Bloque de texto:
"""
Todo lo dicho hasta el momento, nos podría llevar a sorpresa, si no hubiésemos prestado atención a la primera señal que nos avisa que no nos encontramos ante una versión excesivamente comercial de Tokio Blues, pues su estreno únicamente se ha llevado a cabo en salas de V.O. (donde residen las denominadas películas de autor), como es este caso. La segunda, es ese ritmo lento, que a veces llega hasta el bostezo (sobre todo al principio de la película), donde la sucesión de imágenes sin apenas palabras, dejan al espectador todo el trabjo de imaginar qué piensan o sienten los personajes (sobre todo si no has leído la novela), que unido al montaje inicial, donde salen de retratados una forma casi anecdótica los diturbios del 69 (herederos del 68 francés) no ayudan al espectador a recrear de una forma verosimil el entorno donde se desarrolla la historia de Tokio Blues, tormentosa tanto en el exterior como en el interior de su personajes, lo que deja frío al espectador durante la primera hora del metraje (la película tiene una duración de 2h. y 13m.), hasta que poco a poco, todo fluye de una forma más natural y el puzzle comienza a componerse, a lo que no ayudan, la inexpresividad del protagonista, Watanabe (interpretado por Keniuchi Matsuyama).
Aunque el director dice que los sentimientos del amor, la pérdida y el dolor son iguales en todas la partes del mundo (como una muestra más del YO globalizador que nos invade), donde afirma que sí cabe alguna diferencia, es en el modo de expresarlo. Un matiz que queda bastante claro en esta fallida versión filmada de la magistral Tokio Blues, pues se desenvuelve muy a las claras como una película asiática, en los ritmos, el colorido, los planteamientos y la forma de actuar de los actores, entre los que destaca Rinko Kikuchi en el papel de la atormentada Naoko.
Por todo ello, esta versión de Tokio Blues, se convierte en una sucesión de distorsiones visuales sobre la nostalgia, la pérdida y el dolor.
"""
Transcriba sin alteración alguna todo lo que va, en el texto sobre Tokio Blues, desde "Aunque el director" hasta "la atormentada Naoko.", ambos incluidos.

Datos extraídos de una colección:
"""
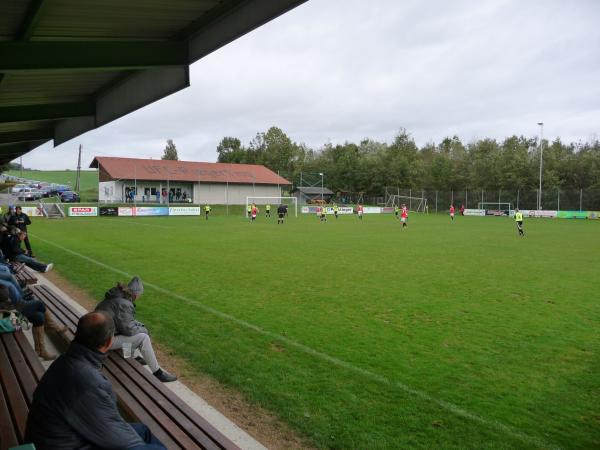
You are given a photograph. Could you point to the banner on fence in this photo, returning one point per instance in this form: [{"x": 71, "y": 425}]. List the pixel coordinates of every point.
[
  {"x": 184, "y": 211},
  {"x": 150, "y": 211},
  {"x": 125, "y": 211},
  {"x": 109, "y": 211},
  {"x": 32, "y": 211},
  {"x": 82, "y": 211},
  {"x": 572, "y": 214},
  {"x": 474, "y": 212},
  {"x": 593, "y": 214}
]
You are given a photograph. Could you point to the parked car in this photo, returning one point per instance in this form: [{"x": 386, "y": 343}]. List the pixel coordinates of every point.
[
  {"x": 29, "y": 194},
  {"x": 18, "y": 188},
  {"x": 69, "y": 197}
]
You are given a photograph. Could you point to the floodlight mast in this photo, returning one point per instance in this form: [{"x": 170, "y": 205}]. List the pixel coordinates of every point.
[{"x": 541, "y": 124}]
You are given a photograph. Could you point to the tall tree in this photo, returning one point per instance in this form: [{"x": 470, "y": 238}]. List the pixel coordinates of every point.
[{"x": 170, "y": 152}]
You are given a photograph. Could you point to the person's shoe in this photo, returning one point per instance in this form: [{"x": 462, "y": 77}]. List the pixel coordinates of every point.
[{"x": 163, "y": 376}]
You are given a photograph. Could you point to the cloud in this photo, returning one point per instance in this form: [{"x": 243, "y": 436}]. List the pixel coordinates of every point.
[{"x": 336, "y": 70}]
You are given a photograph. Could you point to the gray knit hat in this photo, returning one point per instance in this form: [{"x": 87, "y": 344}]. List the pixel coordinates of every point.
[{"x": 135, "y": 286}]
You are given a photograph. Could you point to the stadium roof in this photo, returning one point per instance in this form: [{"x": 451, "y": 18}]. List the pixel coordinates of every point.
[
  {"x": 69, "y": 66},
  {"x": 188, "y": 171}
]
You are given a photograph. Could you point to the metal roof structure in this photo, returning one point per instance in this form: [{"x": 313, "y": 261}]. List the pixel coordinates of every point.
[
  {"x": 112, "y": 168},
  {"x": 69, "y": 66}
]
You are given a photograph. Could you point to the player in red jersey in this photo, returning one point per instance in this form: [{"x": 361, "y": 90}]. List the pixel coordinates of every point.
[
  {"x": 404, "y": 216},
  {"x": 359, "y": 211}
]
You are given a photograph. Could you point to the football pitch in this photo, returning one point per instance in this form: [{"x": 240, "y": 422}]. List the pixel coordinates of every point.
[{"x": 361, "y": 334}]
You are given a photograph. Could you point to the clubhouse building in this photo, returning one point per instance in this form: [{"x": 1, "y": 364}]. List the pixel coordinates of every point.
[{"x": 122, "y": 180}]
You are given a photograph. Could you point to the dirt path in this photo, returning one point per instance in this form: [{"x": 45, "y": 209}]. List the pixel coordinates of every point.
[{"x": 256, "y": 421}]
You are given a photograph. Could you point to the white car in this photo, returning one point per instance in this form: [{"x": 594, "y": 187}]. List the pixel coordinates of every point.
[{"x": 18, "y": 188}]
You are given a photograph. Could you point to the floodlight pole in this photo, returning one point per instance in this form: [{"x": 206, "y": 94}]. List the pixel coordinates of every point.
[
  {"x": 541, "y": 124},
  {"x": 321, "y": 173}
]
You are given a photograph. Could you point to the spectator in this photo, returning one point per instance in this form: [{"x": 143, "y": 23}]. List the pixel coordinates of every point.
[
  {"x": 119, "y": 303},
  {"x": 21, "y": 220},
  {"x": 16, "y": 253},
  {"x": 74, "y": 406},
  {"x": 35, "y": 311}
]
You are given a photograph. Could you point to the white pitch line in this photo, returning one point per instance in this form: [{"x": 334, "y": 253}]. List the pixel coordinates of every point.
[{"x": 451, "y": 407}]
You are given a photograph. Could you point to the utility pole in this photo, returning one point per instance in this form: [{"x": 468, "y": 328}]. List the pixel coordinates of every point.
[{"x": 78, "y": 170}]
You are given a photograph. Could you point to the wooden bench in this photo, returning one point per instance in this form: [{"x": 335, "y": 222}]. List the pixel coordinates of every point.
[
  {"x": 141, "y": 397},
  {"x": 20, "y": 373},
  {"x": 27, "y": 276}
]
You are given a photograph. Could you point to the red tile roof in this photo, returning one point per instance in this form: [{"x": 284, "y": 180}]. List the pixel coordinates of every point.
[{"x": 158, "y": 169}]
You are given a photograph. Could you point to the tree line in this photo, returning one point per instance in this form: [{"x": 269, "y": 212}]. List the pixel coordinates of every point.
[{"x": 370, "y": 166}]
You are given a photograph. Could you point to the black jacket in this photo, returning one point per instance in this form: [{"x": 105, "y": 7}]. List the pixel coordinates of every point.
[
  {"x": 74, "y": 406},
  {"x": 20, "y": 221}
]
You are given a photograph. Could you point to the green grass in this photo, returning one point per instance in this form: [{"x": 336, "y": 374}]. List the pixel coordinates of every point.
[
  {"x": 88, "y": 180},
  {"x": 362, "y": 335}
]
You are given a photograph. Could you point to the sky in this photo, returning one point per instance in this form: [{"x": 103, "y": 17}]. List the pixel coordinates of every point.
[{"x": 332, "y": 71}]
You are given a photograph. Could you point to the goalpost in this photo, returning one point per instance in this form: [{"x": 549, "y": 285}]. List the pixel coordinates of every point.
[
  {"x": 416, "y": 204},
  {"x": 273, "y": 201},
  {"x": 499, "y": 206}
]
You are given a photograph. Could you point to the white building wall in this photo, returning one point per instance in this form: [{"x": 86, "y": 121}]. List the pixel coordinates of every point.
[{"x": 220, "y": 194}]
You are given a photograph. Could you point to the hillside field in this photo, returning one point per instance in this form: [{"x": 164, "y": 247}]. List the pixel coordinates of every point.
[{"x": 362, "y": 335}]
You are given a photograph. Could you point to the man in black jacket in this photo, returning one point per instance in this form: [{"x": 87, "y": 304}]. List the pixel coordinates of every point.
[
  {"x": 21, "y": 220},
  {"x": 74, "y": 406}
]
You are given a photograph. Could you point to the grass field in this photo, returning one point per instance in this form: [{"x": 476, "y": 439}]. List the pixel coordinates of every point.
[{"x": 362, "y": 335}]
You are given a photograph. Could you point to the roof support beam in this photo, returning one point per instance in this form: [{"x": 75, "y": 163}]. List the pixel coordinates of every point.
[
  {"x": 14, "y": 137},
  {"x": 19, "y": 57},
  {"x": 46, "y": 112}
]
"""
Espacio de respuesta:
Aunque el director dice que los sentimientos del amor, la pérdida y el dolor son iguales en todas la partes del mundo (como una muestra más del YO globalizador que nos invade), donde afirma que sí cabe alguna diferencia, es en el modo de expresarlo. Un matiz que queda bastante claro en esta fallida versión filmada de la magistral Tokio Blues, pues se desenvuelve muy a las claras como una película asiática, en los ritmos, el colorido, los planteamientos y la forma de actuar de los actores, entre los que destaca Rinko Kikuchi en el papel de la atormentada Naoko.